The phrase “contributory negligence of a third person,” which has sometimes been used, must therefore be rejected as misleading. Peter, being sued by Andrew for causing him harm by negligence, may prove if he can that not his negligence, but wholly and only John’s, harmed Andrew. It is useless for him to show that John’s negligence was “contributory” to the harm, except so far as evidence which proved this, though failing to prove more, might practically tend to reduce the damages.

It is impossible to lay down rules for determining whether harm has been caused by A.’s and B.’s negligence together, or by A.’s or B.’s alone. The question is essentially one of fact. There is no reason, however, why joint negligence should not be successive as well as simultaneous, and there is some authority to show that it may be. A wrongful or negligent voluntary act of Peter may create a state of things giving an opportunity for another wrongful or negligent act of John, as well as for pure accidents. If harm is then caused by John’s act, which act is of a kind that Peter might have reasonably foreseen, Peter and John may both be liable; and this whether John’s act be wilful or not, for many kinds of negligent and wilfully wrongful acts are unhappily common, and a prudent man cannot shut his eyes to the probability that somebody will commit them if temptation is put in the way. One is not entitled to make obvious occasions for negligence. A. leaves the flap of a cellar in an insecure position on a highway where all manner of persons, adult and infant, wise and foolish, are accustomed to pass. B. in carelessly passing, or playing with the flap, brings it down on himself, or on C. In the former case B. has suffered from his own negligence and cannot sue A. In the latter B. is liable to C. but it may well be that a prudent man in A.’s place would have foreseen and guarded against the risk of a thing so left exposed in a public place being meddled with by some careless person, and if a jury is of that opinion A. may also be liable to C.(c) . Where A. placed a dangerous obstruction in a road, and it was removed by some unexplained act of an unknown third person to another part of the same road where Z., a person lawfully using the road, came against it in the dark and was injured, A. was held liable to Z., though there was nothing to show whether the third person’s act was or was not lawful or done for a lawful purpose(d) .

▸ Information given

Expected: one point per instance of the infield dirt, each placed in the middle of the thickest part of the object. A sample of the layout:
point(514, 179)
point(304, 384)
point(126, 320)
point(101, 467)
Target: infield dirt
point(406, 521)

▸ Tasks to carry out
**a.** Which phrase does the passage on negligence reject as misleading?
**b.** Please revise the records by replacing "infield dirt" with "infield soil" throughout, leaving everything else unchanged.
The passage on negligence and the records have no connection to each other.

▸ Worked answers
**a.** The phrase "contributory negligence of a third person."

**b.**
Expected: one point per instance of the infield soil, each placed in the middle of the thickest part of the object. A sample of the layout:
point(514, 179)
point(304, 384)
point(126, 320)
point(101, 467)
Target: infield soil
point(406, 521)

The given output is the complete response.